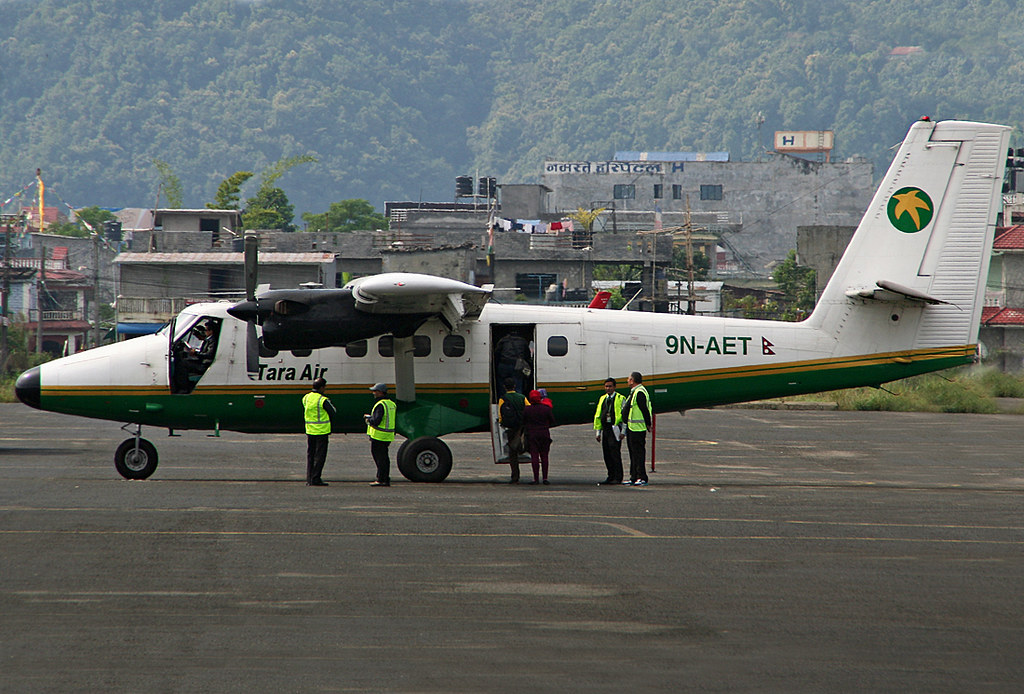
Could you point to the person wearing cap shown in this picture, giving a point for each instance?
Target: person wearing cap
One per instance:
(537, 420)
(380, 429)
(318, 410)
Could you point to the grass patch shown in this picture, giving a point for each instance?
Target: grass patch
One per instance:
(968, 389)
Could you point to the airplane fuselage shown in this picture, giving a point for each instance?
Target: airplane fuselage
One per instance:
(687, 361)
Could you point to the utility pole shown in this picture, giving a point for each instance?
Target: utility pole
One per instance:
(95, 289)
(4, 349)
(40, 279)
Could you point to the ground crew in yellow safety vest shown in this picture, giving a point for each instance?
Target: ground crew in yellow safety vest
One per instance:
(317, 411)
(608, 425)
(636, 411)
(380, 429)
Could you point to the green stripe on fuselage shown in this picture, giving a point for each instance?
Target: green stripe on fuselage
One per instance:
(436, 414)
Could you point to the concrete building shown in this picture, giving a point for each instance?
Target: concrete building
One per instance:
(755, 206)
(1003, 317)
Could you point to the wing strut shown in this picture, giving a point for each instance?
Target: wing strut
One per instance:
(404, 370)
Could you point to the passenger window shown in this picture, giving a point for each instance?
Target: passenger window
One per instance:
(558, 346)
(454, 345)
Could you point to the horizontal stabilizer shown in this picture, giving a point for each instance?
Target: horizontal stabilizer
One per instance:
(890, 291)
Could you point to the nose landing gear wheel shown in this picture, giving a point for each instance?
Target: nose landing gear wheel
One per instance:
(424, 460)
(134, 463)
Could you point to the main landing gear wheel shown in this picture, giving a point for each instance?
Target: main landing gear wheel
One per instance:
(135, 463)
(424, 460)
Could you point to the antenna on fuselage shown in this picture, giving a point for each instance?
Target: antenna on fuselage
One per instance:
(251, 260)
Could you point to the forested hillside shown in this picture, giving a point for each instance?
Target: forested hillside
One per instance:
(395, 98)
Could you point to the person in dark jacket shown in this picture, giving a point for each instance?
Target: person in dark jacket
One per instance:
(538, 420)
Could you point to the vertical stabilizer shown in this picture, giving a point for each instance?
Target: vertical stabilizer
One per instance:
(913, 273)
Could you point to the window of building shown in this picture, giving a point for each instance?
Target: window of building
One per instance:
(532, 285)
(454, 345)
(558, 345)
(625, 191)
(711, 191)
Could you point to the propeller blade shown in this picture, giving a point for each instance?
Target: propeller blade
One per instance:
(251, 249)
(252, 349)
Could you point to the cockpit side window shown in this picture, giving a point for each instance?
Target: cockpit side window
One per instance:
(193, 352)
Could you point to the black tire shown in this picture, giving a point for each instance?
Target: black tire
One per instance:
(132, 465)
(425, 460)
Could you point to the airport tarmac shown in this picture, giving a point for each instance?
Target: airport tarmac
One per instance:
(773, 552)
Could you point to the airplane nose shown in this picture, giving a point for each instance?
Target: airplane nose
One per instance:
(27, 387)
(245, 310)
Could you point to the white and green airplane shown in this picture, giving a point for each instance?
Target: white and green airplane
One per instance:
(905, 299)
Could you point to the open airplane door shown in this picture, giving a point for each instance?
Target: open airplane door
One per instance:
(512, 347)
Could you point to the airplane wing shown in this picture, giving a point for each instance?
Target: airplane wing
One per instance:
(401, 293)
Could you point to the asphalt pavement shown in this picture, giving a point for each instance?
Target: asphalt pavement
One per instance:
(772, 552)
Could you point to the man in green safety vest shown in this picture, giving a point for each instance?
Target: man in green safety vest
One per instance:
(608, 426)
(317, 410)
(380, 429)
(636, 411)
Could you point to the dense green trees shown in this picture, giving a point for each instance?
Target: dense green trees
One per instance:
(394, 97)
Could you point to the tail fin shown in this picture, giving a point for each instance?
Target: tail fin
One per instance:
(913, 274)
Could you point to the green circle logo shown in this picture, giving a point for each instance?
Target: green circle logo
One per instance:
(910, 210)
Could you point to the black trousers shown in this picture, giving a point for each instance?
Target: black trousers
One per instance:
(379, 449)
(315, 456)
(636, 441)
(612, 449)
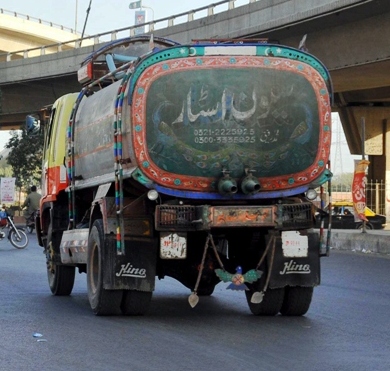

- - - - - - -

Work to complete >> The lines you need are those with the word "safety"; list them from the entries.

Exercise response >>
Could you point to the ground crew in yellow safety vest shown in this picture, giving a point for each instance?
Target: ground crew in yellow safety vest
Could you point to the man in green safety vest shown in this picture, giving a point for each instance?
Target: man in green safety vest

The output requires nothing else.